___ PROVIDED MATERIAL

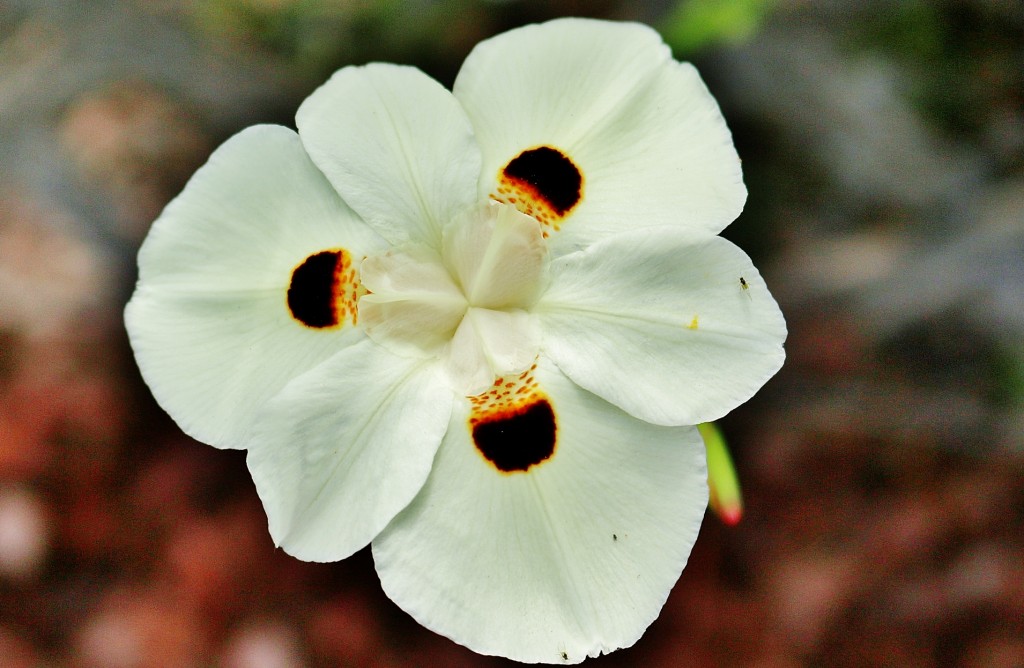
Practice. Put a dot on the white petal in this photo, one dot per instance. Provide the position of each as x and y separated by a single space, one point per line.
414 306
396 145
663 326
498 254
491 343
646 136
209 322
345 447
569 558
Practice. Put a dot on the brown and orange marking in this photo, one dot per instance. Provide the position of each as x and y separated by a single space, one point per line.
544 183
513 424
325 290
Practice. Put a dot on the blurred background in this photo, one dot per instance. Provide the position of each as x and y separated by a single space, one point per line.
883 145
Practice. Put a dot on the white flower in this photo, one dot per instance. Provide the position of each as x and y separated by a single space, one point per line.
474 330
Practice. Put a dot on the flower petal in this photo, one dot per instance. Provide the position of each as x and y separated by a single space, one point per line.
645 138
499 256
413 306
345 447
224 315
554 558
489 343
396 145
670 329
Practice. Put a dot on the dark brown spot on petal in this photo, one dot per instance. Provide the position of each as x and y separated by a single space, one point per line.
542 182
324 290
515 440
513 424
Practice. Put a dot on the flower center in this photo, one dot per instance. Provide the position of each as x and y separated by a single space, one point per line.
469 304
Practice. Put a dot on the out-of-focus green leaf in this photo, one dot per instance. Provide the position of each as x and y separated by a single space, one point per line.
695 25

______
___ PROVIDED MATERIAL

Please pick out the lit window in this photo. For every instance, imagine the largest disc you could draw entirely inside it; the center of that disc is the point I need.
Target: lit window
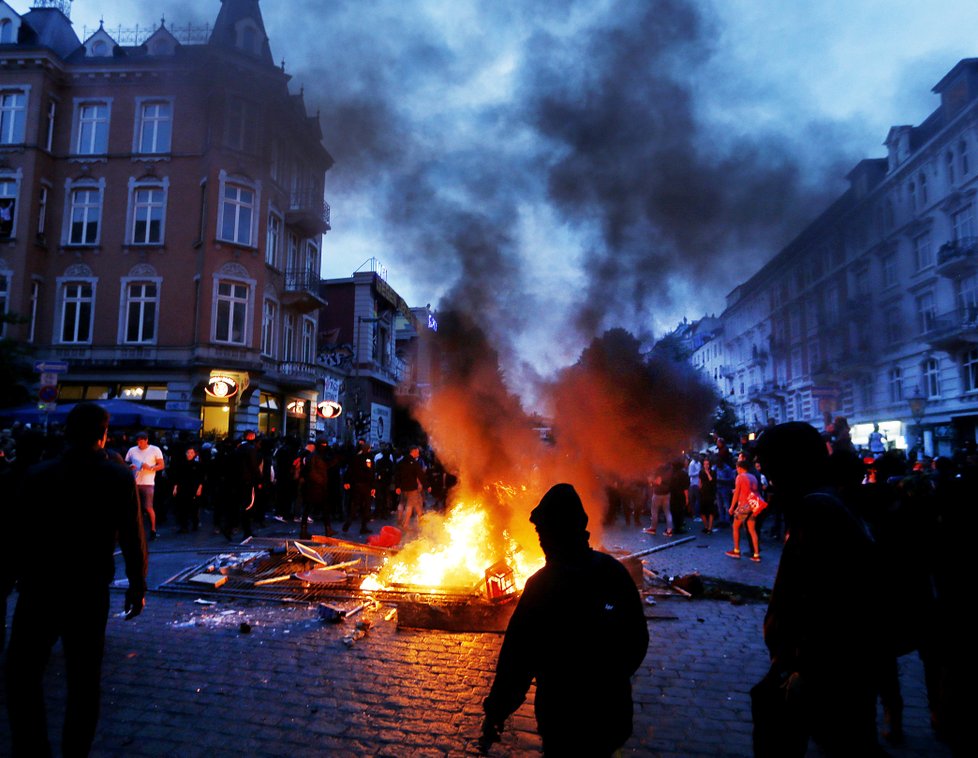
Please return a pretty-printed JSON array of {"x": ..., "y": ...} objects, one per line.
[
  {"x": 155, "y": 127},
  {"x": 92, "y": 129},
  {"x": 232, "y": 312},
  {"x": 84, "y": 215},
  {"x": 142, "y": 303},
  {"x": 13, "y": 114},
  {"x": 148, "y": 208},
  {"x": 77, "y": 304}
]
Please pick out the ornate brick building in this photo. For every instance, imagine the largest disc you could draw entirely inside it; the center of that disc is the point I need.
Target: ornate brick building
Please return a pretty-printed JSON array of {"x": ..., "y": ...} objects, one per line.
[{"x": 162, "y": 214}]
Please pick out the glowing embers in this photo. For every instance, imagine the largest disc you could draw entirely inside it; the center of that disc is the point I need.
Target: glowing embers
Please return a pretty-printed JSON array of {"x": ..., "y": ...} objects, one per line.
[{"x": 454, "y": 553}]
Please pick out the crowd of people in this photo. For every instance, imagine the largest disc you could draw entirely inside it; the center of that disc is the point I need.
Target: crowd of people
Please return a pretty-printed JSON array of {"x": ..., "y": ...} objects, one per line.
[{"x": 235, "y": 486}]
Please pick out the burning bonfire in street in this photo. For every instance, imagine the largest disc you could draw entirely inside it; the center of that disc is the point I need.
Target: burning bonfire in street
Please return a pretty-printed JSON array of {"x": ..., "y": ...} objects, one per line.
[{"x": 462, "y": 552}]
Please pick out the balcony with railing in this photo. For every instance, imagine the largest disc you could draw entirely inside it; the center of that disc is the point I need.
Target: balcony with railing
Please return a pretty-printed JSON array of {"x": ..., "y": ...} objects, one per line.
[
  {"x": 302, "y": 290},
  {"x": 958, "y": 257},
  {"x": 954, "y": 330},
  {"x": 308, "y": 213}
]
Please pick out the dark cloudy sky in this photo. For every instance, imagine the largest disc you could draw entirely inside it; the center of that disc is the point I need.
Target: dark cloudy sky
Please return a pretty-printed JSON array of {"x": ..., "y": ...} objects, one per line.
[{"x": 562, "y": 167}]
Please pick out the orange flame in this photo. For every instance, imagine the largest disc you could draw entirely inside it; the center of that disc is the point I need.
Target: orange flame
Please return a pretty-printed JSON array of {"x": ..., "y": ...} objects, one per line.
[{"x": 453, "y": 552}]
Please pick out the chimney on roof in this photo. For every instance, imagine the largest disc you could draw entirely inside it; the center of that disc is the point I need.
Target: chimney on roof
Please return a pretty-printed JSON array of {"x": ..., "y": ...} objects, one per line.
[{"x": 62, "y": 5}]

______

**INSTRUCTIONS TO FOLLOW**
Filter the items above, keeping every line that contains the string "crowd", and copy those lines. Matching is case-sensitive.

**RESULT**
Please pick out the crowd of people in this photo. For every instance, imagine the largest disc you could draw entirely inside it; the center of that disc is the point I need.
Target: crowd of people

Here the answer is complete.